___ Study text ___

• Hillary Clinton Libya
    (Reuters/Kevin Lamarque)
    U.S. Secretary of State Hillary Clinton (L) shakes hands with Libya's National Transitional Council (NTC) President Mustafa Abdel Jalil during their meeting at the headquarters of the World Islamic Call Society during a visit to Tripoli October 18, 2011. Clinton made an unannounced visit to Libya on Tuesday to cement relations with the new leaders Washington helped install, offer aid and encourage them to follow through on a promise of swift elections.
By Ivana Kvesic, Christian Post Reporter
October 18, 2011|10:43 am

U.S. Secretary of State, Hillary Rodham Clinton, has made a surprise trip to Libya to show support for Libya’s new leaders and cement post-Gaddafi ties with the new government on behalf of the Obama Administration.

___ Material supplied ___

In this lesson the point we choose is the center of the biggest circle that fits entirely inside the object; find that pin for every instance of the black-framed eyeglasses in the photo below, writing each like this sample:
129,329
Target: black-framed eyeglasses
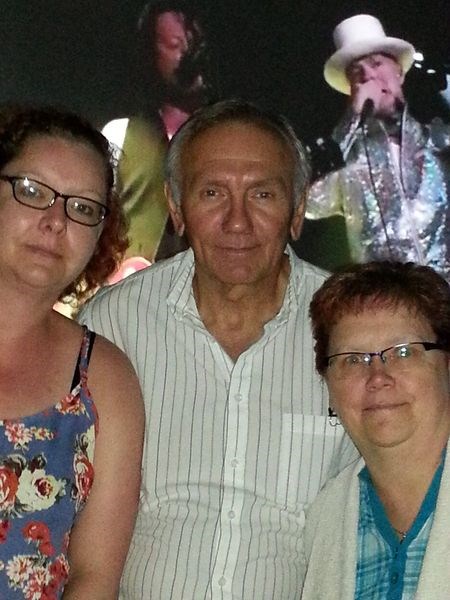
401,356
35,194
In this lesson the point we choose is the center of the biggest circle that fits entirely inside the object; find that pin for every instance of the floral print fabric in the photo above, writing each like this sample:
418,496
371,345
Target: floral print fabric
46,473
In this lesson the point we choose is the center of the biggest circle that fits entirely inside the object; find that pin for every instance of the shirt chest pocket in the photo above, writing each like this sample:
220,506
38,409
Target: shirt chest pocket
308,456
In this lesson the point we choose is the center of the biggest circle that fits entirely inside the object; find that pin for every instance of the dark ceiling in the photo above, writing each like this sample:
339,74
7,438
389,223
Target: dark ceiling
79,53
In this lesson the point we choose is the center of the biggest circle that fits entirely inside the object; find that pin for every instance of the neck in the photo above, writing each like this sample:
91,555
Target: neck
403,477
28,311
235,315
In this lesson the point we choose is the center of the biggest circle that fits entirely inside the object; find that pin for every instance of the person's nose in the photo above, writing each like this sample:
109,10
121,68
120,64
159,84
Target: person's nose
378,373
366,73
238,218
54,218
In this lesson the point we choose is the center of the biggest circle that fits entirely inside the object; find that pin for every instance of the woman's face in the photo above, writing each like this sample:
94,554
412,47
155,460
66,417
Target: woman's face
385,404
43,250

___

Things to do
• a. List every person the article on Clinton's Libya visit names by both first and last name.
• b. Copy everything in the article on Clinton's Libya visit from "U.S. Secretary of State Hillary" down to "the Obama Administration.".

Answers by task
• a.
- Hillary Clinton
- Kevin Lamarque
- Mustafa Abdel Jalil
- Ivana Kvesic

• b.
U.S. Secretary of State Hillary Clinton (L) shakes hands with Libya's National Transitional Council (NTC) President Mustafa Abdel Jalil during their meeting at the headquarters of the World Islamic Call Society during a visit to Tripoli October 18, 2011. Clinton made an unannounced visit to Libya on Tuesday to cement relations with the new leaders Washington helped install, offer aid and encourage them to follow through on a promise of swift elections.
By Ivana Kvesic, Christian Post Reporter
October 18, 2011|10:43 am

U.S. Secretary of State, Hillary Rodham Clinton, has made a surprise trip to Libya to show support for Libya’s new leaders and cement post-Gaddafi ties with the new government on behalf of the Obama Administration.